**Task requirements:**
Pick out every line of the items below that contains the string "transmission", and copy each such line in full.

(Records excerpted from a collection)
- - - - - - -
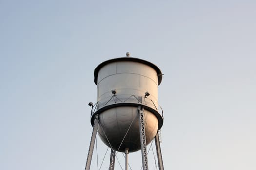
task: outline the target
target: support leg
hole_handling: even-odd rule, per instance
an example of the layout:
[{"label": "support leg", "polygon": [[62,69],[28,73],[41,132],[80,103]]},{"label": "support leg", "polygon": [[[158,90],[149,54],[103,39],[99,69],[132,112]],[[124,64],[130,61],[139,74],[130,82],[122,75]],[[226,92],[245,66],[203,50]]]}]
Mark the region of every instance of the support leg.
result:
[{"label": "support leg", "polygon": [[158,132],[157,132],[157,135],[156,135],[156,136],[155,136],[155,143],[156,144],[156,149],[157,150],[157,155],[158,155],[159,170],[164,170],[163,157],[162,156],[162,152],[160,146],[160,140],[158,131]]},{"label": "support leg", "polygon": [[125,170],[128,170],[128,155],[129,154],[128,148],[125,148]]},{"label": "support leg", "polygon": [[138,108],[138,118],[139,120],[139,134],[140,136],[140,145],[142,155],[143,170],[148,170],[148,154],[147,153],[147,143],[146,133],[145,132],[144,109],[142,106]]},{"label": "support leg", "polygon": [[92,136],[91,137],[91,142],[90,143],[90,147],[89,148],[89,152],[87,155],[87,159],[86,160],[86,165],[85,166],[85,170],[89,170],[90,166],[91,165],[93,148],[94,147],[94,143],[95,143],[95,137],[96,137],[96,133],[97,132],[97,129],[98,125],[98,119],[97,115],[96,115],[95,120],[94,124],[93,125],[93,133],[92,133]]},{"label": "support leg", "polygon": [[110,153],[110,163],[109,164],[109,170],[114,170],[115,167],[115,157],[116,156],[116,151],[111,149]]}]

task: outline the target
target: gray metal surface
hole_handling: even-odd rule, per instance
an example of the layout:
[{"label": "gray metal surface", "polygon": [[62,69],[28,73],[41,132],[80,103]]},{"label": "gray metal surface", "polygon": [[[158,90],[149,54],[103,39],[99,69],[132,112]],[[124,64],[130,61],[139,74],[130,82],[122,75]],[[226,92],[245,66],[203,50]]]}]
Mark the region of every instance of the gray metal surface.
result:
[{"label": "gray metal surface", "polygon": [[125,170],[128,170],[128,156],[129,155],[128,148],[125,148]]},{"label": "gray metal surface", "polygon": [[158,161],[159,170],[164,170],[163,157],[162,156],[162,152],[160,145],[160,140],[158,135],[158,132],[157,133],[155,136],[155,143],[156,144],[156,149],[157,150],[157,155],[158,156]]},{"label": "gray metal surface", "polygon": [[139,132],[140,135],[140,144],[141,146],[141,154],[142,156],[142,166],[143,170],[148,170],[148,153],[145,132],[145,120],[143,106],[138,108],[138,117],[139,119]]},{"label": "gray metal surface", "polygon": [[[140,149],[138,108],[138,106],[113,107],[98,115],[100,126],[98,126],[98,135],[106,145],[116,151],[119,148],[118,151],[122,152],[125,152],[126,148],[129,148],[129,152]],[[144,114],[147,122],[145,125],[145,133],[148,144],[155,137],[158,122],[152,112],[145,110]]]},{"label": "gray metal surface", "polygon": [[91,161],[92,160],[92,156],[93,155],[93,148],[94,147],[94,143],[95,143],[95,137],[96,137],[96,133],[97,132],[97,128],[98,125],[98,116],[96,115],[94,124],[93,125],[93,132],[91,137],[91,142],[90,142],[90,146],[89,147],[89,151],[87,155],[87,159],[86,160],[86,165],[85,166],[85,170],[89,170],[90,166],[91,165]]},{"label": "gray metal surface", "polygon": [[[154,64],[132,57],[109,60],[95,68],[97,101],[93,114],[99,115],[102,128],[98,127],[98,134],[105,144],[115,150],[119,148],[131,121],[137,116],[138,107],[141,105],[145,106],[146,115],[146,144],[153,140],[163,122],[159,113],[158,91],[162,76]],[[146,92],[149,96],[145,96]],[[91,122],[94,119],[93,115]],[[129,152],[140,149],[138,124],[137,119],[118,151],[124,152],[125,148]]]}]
- - - - - - -
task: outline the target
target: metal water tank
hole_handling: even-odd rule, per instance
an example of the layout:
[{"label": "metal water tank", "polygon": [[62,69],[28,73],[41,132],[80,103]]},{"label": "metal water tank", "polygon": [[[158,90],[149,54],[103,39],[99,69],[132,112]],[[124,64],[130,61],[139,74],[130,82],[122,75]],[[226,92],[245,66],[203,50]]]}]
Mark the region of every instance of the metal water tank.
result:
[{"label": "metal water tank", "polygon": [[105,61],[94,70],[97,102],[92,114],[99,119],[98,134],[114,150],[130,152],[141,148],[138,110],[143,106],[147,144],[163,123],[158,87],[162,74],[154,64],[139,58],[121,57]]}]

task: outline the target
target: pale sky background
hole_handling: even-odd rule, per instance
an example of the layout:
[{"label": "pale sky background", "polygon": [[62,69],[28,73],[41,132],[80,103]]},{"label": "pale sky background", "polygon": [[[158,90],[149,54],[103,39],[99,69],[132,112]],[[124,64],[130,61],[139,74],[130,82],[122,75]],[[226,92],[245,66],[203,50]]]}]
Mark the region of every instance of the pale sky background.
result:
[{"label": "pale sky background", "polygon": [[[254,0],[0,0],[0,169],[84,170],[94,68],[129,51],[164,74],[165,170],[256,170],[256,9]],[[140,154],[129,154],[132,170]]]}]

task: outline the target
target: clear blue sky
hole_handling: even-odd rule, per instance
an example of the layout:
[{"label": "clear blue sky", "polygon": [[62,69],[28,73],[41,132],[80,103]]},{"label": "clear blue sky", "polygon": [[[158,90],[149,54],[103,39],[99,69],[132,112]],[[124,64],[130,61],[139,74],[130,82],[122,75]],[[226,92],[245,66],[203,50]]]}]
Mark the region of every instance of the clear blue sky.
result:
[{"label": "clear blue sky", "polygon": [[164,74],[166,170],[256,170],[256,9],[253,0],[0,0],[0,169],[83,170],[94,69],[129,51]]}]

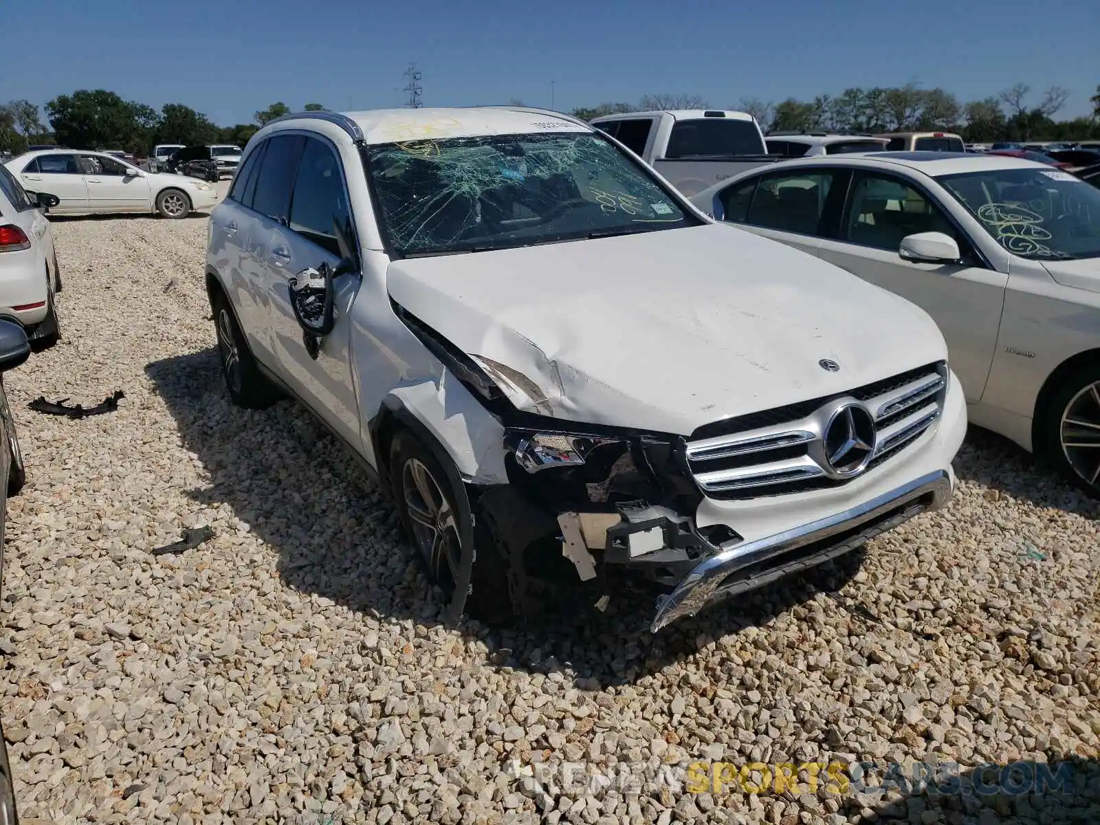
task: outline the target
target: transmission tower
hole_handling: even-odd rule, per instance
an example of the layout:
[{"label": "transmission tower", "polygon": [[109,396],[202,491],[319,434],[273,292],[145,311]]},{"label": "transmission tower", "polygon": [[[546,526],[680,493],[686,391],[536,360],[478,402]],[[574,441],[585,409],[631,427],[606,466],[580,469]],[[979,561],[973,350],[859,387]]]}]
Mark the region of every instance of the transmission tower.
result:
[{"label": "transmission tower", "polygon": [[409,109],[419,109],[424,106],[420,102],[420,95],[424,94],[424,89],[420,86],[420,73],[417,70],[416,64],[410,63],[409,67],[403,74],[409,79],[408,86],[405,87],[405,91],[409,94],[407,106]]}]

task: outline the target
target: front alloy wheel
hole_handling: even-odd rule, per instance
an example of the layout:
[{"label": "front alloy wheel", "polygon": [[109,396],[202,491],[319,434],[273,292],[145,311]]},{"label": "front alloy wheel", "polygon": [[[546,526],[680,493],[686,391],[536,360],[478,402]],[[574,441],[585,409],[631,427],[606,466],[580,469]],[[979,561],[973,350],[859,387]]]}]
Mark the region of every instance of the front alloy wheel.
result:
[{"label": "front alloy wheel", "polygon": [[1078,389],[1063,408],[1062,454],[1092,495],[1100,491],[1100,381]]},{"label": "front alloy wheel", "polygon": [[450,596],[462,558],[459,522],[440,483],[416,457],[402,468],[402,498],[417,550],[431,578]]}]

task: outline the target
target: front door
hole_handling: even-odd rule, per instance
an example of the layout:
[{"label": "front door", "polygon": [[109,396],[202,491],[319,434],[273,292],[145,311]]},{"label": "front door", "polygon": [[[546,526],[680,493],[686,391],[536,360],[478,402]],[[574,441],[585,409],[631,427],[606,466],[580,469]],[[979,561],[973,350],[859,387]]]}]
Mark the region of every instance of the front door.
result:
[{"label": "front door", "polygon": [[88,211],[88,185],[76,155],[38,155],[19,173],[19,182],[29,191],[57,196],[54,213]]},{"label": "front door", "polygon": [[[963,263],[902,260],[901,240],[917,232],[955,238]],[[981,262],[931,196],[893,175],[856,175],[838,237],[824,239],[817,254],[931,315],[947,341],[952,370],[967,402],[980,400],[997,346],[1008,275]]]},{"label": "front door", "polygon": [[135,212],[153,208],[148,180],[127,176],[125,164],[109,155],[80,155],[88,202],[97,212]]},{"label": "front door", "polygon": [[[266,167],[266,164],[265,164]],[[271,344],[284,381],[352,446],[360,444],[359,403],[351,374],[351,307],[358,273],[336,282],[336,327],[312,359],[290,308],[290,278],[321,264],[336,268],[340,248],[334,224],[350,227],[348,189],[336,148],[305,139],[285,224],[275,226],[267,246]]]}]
- - - - - - -
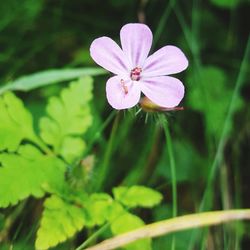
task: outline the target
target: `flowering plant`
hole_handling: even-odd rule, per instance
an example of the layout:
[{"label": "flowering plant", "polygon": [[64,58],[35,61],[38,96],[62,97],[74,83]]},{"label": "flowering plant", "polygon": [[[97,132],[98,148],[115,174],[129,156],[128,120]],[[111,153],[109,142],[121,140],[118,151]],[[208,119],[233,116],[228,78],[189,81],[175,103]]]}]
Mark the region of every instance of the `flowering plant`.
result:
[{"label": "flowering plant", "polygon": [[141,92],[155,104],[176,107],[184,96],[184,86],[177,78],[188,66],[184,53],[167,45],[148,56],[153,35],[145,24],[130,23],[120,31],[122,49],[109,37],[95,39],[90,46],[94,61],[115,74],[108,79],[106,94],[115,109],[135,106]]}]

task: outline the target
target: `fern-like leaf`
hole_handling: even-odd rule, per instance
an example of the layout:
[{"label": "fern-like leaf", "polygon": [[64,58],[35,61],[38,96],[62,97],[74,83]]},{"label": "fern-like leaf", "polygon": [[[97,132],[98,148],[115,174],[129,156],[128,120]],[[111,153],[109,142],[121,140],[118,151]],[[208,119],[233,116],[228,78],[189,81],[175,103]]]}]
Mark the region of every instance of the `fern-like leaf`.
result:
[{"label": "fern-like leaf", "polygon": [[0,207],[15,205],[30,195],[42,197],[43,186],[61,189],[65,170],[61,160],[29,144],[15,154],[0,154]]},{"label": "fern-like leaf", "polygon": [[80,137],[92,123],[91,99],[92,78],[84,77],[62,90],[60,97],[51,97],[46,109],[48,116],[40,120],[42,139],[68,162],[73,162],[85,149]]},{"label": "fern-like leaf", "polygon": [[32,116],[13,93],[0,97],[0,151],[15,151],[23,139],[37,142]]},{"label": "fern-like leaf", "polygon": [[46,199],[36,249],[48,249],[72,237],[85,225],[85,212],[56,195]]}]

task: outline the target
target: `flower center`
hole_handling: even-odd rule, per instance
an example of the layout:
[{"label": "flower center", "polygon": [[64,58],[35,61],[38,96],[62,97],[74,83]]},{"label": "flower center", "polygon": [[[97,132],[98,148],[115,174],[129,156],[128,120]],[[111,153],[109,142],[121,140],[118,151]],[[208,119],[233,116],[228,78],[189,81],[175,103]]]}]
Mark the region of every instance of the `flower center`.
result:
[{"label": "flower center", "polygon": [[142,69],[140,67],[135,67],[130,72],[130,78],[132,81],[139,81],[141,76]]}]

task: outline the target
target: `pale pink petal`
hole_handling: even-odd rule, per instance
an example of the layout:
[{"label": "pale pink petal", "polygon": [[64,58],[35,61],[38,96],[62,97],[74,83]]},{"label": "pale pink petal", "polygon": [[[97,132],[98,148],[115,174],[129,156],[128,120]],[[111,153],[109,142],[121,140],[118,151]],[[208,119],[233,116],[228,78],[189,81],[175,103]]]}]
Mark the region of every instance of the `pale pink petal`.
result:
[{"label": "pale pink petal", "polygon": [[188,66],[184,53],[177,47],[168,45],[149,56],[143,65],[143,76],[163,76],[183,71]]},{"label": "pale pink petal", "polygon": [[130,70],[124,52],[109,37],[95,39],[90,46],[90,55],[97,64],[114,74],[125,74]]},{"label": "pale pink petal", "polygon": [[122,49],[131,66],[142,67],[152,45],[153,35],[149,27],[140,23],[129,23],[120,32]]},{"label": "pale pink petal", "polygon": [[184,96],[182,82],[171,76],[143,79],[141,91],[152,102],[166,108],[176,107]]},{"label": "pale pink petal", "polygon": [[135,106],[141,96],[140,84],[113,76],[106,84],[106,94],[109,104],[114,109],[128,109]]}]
- - - - - - -
**Problem solution:**
target: transmission tower
[{"label": "transmission tower", "polygon": [[109,396],[202,491],[319,434],[273,292],[145,311]]},{"label": "transmission tower", "polygon": [[[546,526],[680,493],[686,391],[536,360],[478,402]],[[574,441],[585,409],[631,427],[606,466],[580,469]],[[979,561],[973,350],[859,387]]]}]
Mark the region of every instance of the transmission tower.
[{"label": "transmission tower", "polygon": [[409,109],[419,109],[424,106],[420,102],[420,95],[424,94],[424,89],[420,86],[420,73],[417,70],[416,64],[410,63],[409,67],[403,74],[409,79],[408,86],[405,87],[405,91],[409,94],[407,106]]}]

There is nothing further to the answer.